- _Assignment_
All records must be restated word for word.

Exercise input START

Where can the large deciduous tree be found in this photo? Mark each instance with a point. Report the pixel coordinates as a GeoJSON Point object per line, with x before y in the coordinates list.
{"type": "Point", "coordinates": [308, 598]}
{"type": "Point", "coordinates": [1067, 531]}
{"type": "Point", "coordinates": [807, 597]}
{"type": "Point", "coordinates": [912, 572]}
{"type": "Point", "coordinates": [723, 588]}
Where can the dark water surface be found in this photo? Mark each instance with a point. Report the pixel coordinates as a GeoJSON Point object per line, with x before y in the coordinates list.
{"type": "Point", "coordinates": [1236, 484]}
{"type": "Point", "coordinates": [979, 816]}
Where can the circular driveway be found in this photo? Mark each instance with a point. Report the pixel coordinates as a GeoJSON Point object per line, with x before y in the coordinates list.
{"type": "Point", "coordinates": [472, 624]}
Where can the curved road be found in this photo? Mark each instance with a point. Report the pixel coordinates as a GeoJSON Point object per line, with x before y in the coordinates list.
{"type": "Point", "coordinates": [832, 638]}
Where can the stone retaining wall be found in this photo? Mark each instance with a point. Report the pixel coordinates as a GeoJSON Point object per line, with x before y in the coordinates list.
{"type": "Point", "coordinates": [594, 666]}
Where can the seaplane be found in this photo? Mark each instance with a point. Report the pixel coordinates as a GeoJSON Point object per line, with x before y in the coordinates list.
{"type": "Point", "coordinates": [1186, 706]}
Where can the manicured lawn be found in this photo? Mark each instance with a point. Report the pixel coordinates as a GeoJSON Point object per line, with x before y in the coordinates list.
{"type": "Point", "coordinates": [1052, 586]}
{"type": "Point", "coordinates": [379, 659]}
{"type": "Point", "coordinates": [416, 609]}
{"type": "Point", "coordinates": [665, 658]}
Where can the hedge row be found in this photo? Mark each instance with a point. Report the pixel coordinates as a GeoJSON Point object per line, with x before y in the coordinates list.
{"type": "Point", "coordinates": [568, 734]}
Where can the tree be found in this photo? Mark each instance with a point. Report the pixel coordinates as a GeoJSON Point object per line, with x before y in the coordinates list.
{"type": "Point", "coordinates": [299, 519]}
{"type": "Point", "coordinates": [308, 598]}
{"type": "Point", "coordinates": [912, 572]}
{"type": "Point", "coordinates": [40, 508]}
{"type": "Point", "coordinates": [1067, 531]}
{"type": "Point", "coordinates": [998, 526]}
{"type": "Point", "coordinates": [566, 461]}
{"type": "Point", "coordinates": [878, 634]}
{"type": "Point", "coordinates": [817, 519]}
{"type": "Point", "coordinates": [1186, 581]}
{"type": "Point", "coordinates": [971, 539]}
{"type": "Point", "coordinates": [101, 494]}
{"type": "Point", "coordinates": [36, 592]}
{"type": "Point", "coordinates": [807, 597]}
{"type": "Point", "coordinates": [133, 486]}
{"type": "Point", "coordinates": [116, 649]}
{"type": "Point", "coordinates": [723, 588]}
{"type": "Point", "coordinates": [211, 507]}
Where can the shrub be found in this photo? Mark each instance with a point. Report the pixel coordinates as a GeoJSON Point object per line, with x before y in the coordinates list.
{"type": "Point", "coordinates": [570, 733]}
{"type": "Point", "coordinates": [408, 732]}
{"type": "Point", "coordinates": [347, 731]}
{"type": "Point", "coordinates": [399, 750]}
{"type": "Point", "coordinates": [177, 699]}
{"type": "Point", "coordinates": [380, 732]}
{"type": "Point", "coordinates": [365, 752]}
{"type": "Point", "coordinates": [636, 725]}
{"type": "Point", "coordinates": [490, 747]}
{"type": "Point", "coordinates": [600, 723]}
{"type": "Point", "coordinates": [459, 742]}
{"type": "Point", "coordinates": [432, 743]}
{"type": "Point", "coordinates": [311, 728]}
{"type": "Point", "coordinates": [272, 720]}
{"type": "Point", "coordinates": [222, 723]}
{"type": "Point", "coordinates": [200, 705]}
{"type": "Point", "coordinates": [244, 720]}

Exercise input END

- _The completed task_
Where can the large deciduous tree be found in this photo? Mark each instance with a point. Report the pixel coordinates as a GeoJSON Point object per line, with x before y in the coordinates list.
{"type": "Point", "coordinates": [308, 598]}
{"type": "Point", "coordinates": [1067, 531]}
{"type": "Point", "coordinates": [807, 597]}
{"type": "Point", "coordinates": [912, 572]}
{"type": "Point", "coordinates": [723, 588]}
Where can the dark water surface be found in this photo? Mark each instance with a point. Report the pixel coordinates as a GeoJSON Point object per line, with x before y in the coordinates list.
{"type": "Point", "coordinates": [1236, 484]}
{"type": "Point", "coordinates": [979, 816]}
Where can the circular driveway be found in this photo? Mark each instance with a point. Report the pixel coordinates as a GeoJSON Point object per line, with x before y in the coordinates list.
{"type": "Point", "coordinates": [472, 624]}
Where can the curved road be found in this photo? Mark each instance with a point. Report the pixel coordinates as a GeoJSON Point object per line, with x before y in the coordinates list.
{"type": "Point", "coordinates": [832, 638]}
Where can the stone retaining wall be found in this photo? Mark each instance with a point. Report the pixel coordinates as a GeoJSON Point object per line, with x before y in the coordinates list.
{"type": "Point", "coordinates": [594, 666]}
Where can the seaplane be found in this photo? Mark each instance with a point. Report the pixel coordinates as a GeoJSON Point object per line, with x before y in the coordinates list.
{"type": "Point", "coordinates": [1186, 706]}
Where can the manicured lawn be found in this photo? Mark each instance with a point. Report the pixel coordinates as a GeoJSON Point object per line, with x before y in the coordinates list.
{"type": "Point", "coordinates": [1052, 586]}
{"type": "Point", "coordinates": [379, 659]}
{"type": "Point", "coordinates": [416, 609]}
{"type": "Point", "coordinates": [665, 658]}
Where can the hedge row be found in this photo? Mark each instance with a point. Report the pixel coordinates as a GeoJSON Point object per line, with x before y in the coordinates list.
{"type": "Point", "coordinates": [568, 734]}
Where can the tree be found in this photo? Mark each instance with a point. Report the pixel coordinates as a GeoJSON Point object per line, with x before y in the coordinates list.
{"type": "Point", "coordinates": [299, 519]}
{"type": "Point", "coordinates": [308, 598]}
{"type": "Point", "coordinates": [912, 572]}
{"type": "Point", "coordinates": [40, 508]}
{"type": "Point", "coordinates": [1067, 531]}
{"type": "Point", "coordinates": [998, 526]}
{"type": "Point", "coordinates": [566, 461]}
{"type": "Point", "coordinates": [878, 634]}
{"type": "Point", "coordinates": [817, 519]}
{"type": "Point", "coordinates": [1186, 581]}
{"type": "Point", "coordinates": [971, 539]}
{"type": "Point", "coordinates": [101, 494]}
{"type": "Point", "coordinates": [36, 592]}
{"type": "Point", "coordinates": [807, 597]}
{"type": "Point", "coordinates": [133, 486]}
{"type": "Point", "coordinates": [116, 649]}
{"type": "Point", "coordinates": [723, 588]}
{"type": "Point", "coordinates": [211, 507]}
Where can the shrub be found in this photo? Mark each instance with a point. Report the pixel coordinates as a GeoJSON Point object per line, with x before y in the coordinates list.
{"type": "Point", "coordinates": [570, 733]}
{"type": "Point", "coordinates": [408, 732]}
{"type": "Point", "coordinates": [347, 731]}
{"type": "Point", "coordinates": [399, 750]}
{"type": "Point", "coordinates": [177, 699]}
{"type": "Point", "coordinates": [380, 732]}
{"type": "Point", "coordinates": [365, 752]}
{"type": "Point", "coordinates": [636, 725]}
{"type": "Point", "coordinates": [490, 747]}
{"type": "Point", "coordinates": [600, 723]}
{"type": "Point", "coordinates": [459, 742]}
{"type": "Point", "coordinates": [432, 743]}
{"type": "Point", "coordinates": [311, 728]}
{"type": "Point", "coordinates": [272, 720]}
{"type": "Point", "coordinates": [222, 723]}
{"type": "Point", "coordinates": [200, 705]}
{"type": "Point", "coordinates": [244, 720]}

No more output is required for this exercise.